SHORT TASK:
Exactly repeat the line that contains "Annotate the pipe", then every line after it up to and including the final line.

:: THE RECORDS ::

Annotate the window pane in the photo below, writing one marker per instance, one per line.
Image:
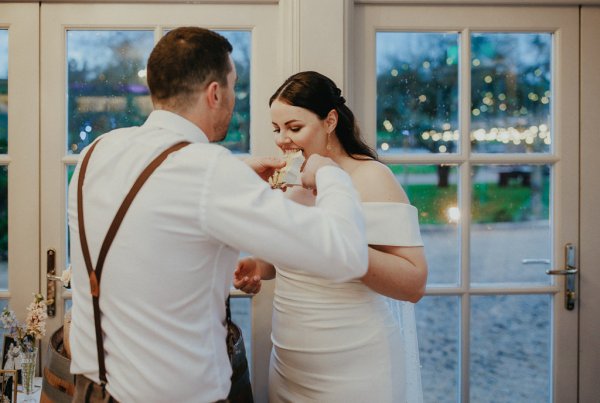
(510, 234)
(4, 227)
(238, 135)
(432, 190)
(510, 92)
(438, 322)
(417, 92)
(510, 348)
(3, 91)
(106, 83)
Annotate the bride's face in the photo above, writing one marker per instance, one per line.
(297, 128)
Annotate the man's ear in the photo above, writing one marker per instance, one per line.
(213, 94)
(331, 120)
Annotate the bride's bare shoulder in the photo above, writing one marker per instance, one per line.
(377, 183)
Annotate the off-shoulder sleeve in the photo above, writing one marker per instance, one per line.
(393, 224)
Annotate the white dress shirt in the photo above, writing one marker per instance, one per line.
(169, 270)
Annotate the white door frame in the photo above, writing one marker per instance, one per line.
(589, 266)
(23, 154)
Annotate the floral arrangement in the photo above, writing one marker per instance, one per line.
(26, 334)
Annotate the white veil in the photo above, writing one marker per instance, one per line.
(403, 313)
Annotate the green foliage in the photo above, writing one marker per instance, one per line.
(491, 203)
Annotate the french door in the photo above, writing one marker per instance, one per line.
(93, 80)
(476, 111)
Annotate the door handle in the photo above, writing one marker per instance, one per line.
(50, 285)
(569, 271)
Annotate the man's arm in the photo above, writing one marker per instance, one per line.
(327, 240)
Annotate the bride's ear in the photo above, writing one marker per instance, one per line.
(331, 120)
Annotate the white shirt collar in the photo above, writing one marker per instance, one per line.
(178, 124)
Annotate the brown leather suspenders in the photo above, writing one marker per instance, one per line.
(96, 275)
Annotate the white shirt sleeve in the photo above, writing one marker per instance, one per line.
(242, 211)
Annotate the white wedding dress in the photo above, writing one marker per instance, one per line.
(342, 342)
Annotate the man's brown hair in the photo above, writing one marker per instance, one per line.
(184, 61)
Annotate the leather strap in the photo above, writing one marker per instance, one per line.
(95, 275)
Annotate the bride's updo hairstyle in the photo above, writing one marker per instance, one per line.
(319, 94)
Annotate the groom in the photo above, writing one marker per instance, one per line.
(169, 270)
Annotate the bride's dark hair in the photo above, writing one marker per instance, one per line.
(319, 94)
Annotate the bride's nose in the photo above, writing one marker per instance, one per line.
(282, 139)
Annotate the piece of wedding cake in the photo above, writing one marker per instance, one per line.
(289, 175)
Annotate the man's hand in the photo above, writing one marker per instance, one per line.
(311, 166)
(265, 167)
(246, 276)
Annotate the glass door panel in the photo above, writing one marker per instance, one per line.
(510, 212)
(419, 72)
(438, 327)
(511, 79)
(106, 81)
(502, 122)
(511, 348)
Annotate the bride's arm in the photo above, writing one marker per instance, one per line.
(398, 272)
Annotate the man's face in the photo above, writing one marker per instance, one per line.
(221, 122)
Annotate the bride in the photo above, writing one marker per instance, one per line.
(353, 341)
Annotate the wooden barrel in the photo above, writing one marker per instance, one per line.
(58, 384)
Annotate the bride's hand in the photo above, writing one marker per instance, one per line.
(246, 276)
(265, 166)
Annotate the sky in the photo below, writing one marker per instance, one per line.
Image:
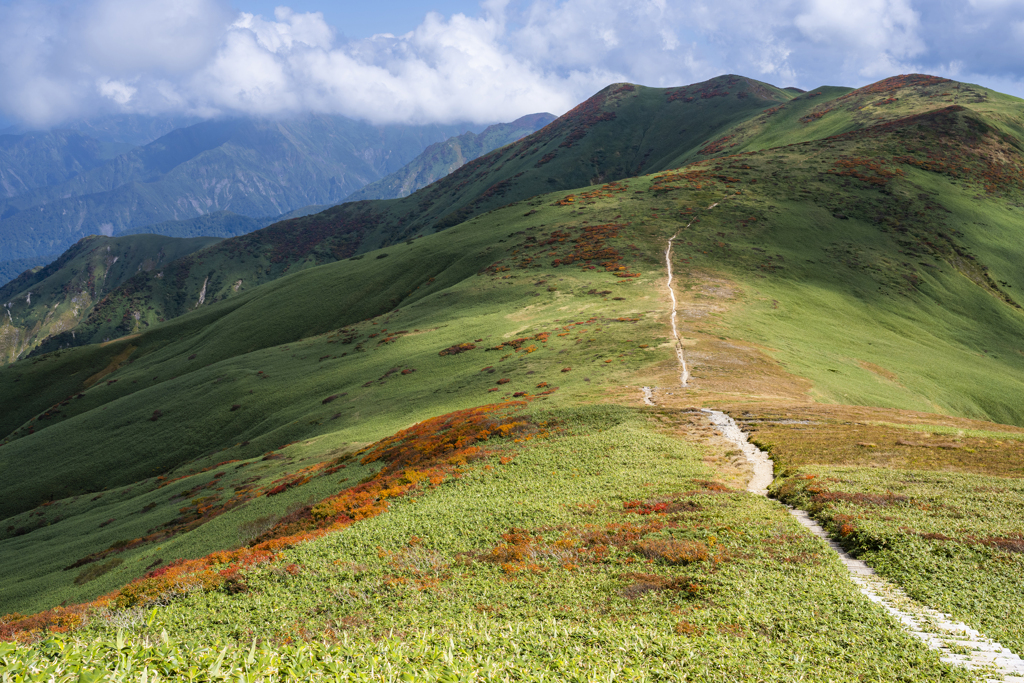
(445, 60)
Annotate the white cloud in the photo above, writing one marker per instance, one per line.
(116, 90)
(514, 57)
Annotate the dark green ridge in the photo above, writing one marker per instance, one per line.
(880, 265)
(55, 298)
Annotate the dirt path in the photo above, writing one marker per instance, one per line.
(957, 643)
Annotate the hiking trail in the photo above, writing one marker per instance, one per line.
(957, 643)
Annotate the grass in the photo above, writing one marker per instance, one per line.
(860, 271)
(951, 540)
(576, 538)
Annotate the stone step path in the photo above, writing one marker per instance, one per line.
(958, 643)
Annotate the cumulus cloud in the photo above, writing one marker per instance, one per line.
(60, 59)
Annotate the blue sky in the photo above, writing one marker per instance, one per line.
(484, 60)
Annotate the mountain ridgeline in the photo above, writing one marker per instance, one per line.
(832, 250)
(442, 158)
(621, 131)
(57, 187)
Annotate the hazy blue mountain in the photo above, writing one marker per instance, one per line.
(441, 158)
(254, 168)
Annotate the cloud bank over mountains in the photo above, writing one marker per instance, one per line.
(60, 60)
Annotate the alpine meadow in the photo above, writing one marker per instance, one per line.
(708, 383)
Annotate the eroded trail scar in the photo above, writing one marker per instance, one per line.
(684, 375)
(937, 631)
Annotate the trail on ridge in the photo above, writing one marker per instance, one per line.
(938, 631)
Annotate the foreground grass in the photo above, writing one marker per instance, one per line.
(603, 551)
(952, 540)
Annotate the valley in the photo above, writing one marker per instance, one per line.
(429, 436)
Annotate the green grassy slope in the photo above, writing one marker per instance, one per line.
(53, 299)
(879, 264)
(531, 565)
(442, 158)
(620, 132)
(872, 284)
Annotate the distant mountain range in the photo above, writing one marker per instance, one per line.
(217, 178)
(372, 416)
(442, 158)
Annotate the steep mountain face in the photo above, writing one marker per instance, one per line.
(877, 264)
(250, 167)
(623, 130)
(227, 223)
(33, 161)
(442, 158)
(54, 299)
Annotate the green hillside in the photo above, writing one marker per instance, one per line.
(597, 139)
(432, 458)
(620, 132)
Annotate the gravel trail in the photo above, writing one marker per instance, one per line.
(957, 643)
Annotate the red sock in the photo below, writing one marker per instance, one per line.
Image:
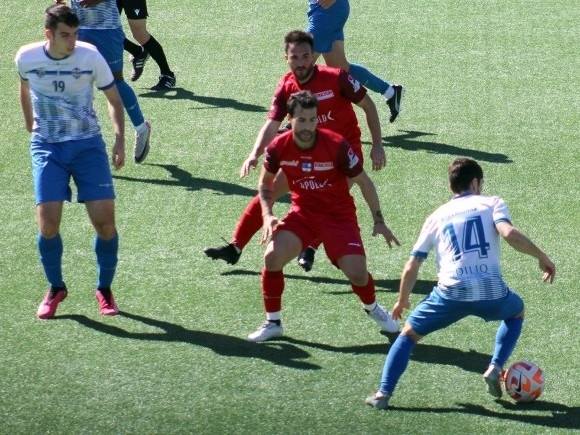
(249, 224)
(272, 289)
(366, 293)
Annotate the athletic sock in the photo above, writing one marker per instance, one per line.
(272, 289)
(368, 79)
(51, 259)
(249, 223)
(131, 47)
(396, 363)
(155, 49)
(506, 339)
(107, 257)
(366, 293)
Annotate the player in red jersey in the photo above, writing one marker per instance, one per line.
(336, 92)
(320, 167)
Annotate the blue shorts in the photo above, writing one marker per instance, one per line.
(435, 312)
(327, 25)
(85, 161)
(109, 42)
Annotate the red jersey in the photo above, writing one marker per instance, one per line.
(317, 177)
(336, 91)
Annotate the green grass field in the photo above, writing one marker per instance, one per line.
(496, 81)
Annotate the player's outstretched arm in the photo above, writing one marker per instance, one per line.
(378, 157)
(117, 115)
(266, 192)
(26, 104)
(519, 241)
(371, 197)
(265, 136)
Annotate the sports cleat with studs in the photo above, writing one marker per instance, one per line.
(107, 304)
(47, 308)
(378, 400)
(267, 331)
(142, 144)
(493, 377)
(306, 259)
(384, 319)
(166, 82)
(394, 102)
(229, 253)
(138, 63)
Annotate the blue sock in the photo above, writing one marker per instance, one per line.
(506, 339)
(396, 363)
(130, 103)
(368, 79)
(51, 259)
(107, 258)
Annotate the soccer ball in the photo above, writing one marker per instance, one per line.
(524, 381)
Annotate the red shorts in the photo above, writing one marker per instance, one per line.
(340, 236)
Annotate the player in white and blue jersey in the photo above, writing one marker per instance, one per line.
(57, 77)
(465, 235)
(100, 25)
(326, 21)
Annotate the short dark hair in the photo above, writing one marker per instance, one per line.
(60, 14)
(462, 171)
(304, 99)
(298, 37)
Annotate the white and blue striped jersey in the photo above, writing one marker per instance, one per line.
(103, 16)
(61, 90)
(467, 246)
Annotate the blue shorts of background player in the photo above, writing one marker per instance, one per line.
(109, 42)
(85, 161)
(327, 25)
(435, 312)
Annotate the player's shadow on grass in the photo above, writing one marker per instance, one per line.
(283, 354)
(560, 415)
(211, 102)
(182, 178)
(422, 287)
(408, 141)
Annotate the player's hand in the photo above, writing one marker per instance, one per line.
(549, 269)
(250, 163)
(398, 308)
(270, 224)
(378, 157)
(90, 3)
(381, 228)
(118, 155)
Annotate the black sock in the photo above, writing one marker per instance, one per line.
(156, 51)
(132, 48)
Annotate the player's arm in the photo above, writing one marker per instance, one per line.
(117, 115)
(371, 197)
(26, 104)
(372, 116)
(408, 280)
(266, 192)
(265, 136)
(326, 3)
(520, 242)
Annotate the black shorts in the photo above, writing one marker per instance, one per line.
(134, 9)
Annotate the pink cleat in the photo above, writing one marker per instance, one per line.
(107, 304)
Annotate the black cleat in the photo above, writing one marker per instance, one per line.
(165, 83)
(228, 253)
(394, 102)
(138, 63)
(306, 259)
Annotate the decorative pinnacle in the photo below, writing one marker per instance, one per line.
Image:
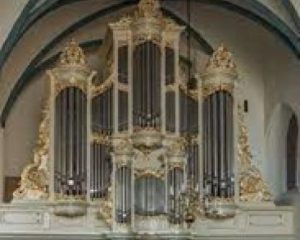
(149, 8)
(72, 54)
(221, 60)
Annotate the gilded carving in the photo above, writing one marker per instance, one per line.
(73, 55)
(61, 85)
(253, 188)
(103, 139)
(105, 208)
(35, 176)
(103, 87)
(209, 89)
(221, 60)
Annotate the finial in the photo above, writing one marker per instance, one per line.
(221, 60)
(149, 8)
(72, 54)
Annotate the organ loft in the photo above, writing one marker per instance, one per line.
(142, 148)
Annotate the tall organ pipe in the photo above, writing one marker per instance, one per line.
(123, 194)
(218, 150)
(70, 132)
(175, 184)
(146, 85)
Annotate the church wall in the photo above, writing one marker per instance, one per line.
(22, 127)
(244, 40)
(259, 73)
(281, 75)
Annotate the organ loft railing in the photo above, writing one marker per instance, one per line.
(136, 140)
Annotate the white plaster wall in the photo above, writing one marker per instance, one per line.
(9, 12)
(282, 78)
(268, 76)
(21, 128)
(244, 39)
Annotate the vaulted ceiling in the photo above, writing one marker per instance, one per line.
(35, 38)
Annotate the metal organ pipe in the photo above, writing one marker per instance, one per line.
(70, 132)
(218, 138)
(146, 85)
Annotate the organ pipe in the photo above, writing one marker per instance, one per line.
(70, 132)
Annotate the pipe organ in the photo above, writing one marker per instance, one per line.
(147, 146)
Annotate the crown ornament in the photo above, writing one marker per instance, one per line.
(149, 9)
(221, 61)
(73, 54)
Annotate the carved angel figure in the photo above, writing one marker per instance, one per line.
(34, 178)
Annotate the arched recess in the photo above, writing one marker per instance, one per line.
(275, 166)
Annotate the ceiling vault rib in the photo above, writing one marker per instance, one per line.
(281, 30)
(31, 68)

:::

FULL OUTPUT:
Annotate the pipe organ in the photo above, writing one marker per instance, one per line.
(147, 146)
Annotate the crown ornament in the photo above, writing one marker per instance, one per line.
(149, 9)
(221, 61)
(73, 54)
Annotate the carved angel figure in the photo above, writing one marker per instance, one per line.
(34, 178)
Annotate the arched recess in the photo above, writing one marker per instance, one per line.
(275, 166)
Annotate the ceiling vault rib in the photo above, writing one marker per instance, one per line.
(281, 30)
(31, 68)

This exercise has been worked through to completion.